**Goal of the exercise**. Decide whether each statement agrees with the Lunch Time Python text that follows, giving yes or no and quoting the deciding words of the text. 1. The HEAD method transfers only the status line and header section. 2. The start line of an HTTP request contains four elements. 3. The requests library gets about 14 million downloads per week.

**Quoted text**.

# Lunch Time Python
## Lunch 1: Requests
*Scientific Software Center, Heidelberg University*  
*October 2021*  
*Visit on [GitHub](https://github.com/ssciwr/lunch-time-python)*  

Welcome to Lunch Time Python! This is the notebook for [session 1](https://ssciwr.github.io/lunch-time-python/lunchtime1/) - the [requests](https://docs.python-requests.org/en/latest/) library.

The requests library provides an elegant and simple way to send HTTP requests. Connect to the server of your choice, and download websites, stream data or upload content. Requests is [one of the most downloaded python packages](https://pypi.org/project/requests/) with about 14 Million downloads per week, and half a million of repositories that depend on requests as of October 2021.

# Requests: HTTP for humans

Carry out HTTP/1.1 requests using python! An HTTP request is made by a client to a server. For example, when you open a web page in your browser, your device sends a GET request to the web server hosting the page.

The HTTP request contains three elements in the start line: An HTTP method; the request target; and the HTTP version.

For example, when you open the page [ssc.iwr.uni-heidelberg.de](https://ssc.iwr.uni-heidelberg.de/), this is the message that is sent from the client to the server:

GET https://ssc.iwr.uni-heidelberg.de/ HTTP/1.1

The above request contains the request method, GET, the URI of the target, https://ssc.iwr.uni-heidelberg.de/, and the protocol version, HTTP/1.1.

**These are the [main methods](https://www.tutorialspoint.com/http/http_methods.htm) for HTTP/1.1:**
1. GET  
The GET method is used to retrieve information from the given server using a given URI. Requests using GET should only retrieve data and should have no other effect on the data.

1. HEAD  
Same as GET, but transfers the status line and header section only.

1. POST  
A POST request is used to send data to the server, for example, customer information, file upload, etc. using HTML forms.

1. PUT  
Replaces all current representations of the target resource with the uploaded content.

1. DELETE  
Removes all current representations of the target resource given by a URI.

1. CONNECT  
Establishes a tunnel to the server identified by a given URI.

1. OPTIONS  
Describes the communication options for the target resource.

1. TRACE  
Performs a message loop-back test along the path to the target resource.

*Let's start requesting!  
To install requests on your local machine, simply use* `python -m pip install requests`.

**Supplied data**.
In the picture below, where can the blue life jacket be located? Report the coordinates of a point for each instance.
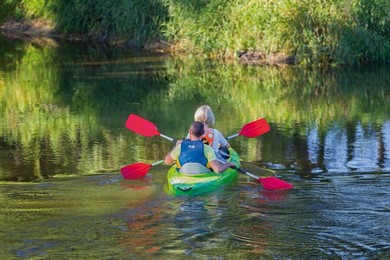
(192, 152)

**Solution for this task**.
1. Yes: "Same as GET, but transfers the status line and header section only."
2. No: "The HTTP request contains three elements in the start line"
3. Yes: "with about 14 Million downloads per week"